— Task goal —
Your answer should hold exactly the lines from the one with "Reviewer note: check that each instance of the tree-covered" through the final line of the data below, reproduced as written.

— Stored items from a collection —

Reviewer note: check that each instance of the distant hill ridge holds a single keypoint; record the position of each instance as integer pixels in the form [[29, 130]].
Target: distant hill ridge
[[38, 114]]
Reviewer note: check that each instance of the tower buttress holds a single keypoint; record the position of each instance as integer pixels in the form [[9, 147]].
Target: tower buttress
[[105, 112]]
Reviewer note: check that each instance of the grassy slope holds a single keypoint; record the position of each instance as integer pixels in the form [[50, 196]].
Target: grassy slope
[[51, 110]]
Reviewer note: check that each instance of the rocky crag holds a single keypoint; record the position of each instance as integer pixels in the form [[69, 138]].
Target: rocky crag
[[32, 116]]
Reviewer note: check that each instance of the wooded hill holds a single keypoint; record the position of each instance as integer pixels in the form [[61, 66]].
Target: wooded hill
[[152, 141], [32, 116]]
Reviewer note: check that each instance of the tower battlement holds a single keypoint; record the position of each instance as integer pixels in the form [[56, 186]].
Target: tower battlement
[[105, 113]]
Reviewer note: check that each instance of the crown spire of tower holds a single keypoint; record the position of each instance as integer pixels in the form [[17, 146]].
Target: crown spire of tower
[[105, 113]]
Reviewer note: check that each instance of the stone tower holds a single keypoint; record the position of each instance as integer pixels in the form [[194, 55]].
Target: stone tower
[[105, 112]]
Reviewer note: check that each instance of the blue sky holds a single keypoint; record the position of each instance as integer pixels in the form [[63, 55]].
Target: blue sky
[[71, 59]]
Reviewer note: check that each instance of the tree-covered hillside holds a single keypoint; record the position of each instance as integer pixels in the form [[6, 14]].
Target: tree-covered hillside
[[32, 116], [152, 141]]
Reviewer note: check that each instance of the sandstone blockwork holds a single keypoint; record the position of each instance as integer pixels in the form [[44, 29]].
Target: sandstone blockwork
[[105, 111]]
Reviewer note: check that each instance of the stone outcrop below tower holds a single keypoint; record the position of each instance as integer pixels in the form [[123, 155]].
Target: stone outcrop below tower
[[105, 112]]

— Exercise response —
Reviewer note: check that each instance of the tree-covered hillside holds a single keypoint; record the position of each instance as integer pixels in the form [[6, 14]].
Target: tree-covered hillside
[[32, 116], [152, 141]]
Reviewer note: check that each instance of the sandstone blockwork holds a single keypoint; record the position of each instance as integer pixels in the form [[44, 29]].
Target: sandstone blockwork
[[105, 111]]
Reviewer note: check that each instance of the stone outcrop below tower holds a single keypoint; record the position of each instance as integer pixels in the form [[123, 155]].
Target: stone outcrop below tower
[[105, 112]]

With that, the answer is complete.